### REQUIREMENT
Repeat word for word everything in the tour diary below from "Day 1 – Los" down to "back in California.".

### SELECTED TEXT
%%
While the band’s music and live show impressed me, what captivated me the most was their attention to fans. The Sons family is widespread and far-reaching, and there was definitely a sense of kinship as fans lined up for pictures and autographs at the end of each concert every night. I heard stories of how the band’s songs helped people get through hard times, overcome their fears, and pursue their passions. I saw fans young and old come together to scream the words that reached into the very depths of their souls. As an outsider looking in, it was obvious to me that the Sons have something special.yrs-admat

Day 1 – Los Angeles, CA

  • I land in Santa Ana, California and take a scenic drive north to West Hollywood. Upon arriving at the venue, I reunite with tour manager Stephen Goldstein and the Sons, whom I haven’t seen since they toured with The Kooks in 2015.
  • I begin setting up drums and a guitar station side stage where I’ll be tuning and changing guitars for the band’s set each night.
  • The show goes off without a hitch and I spend the rest of the evening hustling CDs of the band’s latest EP “Undefeatable + 2,” which contains their most recent single, a cover, and an acoustic tune.
  • Bass player Julian Dimagiba’s birthday lands at midnight and we spend the rest of the night celebrating at a lounge on Santa Monica Beach. It feels good to be back in California.
%%
### DATA
%%
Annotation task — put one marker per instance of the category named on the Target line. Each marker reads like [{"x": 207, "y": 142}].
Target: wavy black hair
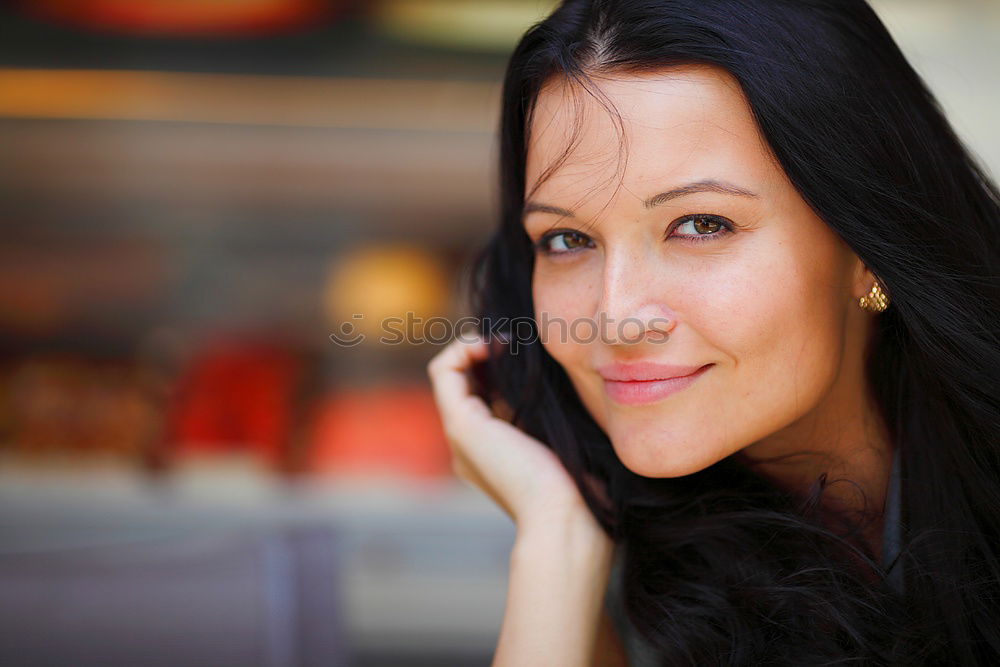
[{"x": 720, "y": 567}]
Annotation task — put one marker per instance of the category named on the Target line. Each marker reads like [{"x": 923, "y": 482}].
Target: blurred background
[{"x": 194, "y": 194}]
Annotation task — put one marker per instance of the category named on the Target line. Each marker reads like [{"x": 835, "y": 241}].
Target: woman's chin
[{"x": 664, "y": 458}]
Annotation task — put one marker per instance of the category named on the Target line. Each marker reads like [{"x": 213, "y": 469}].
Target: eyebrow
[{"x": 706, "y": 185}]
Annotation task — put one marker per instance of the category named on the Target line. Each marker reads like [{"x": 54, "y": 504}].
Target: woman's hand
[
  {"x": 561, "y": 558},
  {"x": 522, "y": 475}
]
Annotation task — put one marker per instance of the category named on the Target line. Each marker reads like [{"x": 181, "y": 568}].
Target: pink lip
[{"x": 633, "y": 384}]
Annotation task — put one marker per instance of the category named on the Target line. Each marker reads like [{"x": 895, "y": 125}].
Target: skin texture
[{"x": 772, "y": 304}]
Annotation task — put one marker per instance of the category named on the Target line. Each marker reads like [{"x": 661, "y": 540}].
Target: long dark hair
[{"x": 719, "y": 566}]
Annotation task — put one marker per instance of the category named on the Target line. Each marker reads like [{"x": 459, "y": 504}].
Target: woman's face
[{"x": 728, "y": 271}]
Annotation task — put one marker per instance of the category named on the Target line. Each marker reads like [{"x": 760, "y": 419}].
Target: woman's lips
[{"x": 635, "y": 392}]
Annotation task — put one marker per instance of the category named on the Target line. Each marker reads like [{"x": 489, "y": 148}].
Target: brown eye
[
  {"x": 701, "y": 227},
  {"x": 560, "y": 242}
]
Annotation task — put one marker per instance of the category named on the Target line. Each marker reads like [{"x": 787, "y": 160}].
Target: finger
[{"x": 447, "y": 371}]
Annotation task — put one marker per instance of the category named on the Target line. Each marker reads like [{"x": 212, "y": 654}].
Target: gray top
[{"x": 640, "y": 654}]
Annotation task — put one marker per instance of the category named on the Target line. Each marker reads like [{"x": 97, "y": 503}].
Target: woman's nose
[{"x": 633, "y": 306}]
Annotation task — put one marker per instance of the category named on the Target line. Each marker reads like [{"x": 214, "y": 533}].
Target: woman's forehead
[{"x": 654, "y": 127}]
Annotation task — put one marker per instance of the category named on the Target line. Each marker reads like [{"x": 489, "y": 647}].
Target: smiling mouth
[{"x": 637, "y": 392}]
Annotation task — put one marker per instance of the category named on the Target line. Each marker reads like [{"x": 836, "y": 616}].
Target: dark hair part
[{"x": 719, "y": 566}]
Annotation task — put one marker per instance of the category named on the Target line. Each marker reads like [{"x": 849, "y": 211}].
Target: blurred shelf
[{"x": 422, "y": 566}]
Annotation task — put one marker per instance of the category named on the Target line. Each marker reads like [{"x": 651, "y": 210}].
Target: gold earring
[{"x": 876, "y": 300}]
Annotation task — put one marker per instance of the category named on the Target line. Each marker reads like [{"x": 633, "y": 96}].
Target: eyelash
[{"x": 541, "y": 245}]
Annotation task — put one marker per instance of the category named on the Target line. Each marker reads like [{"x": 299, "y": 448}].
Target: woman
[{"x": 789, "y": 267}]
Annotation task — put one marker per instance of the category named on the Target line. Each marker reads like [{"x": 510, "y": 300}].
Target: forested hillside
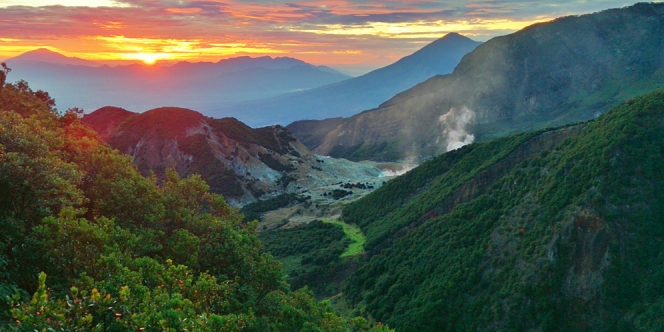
%%
%%
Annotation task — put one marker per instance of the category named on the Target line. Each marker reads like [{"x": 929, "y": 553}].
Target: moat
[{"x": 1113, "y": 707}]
%%
### EXERCISE ANSWER
Day 1 – Los Angeles, CA

  • I land in Santa Ana, California and take a scenic drive north to West Hollywood. Upon arriving at the venue, I reunite with tour manager Stephen Goldstein and the Sons, whom I haven’t seen since they toured with The Kooks in 2015.
  • I begin setting up drums and a guitar station side stage where I’ll be tuning and changing guitars for the band’s set each night.
  • The show goes off without a hitch and I spend the rest of the evening hustling CDs of the band’s latest EP “Undefeatable + 2,” which contains their most recent single, a cover, and an acoustic tune.
  • Bass player Julian Dimagiba’s birthday lands at midnight and we spend the rest of the night celebrating at a lounge on Santa Monica Beach. It feels good to be back in California.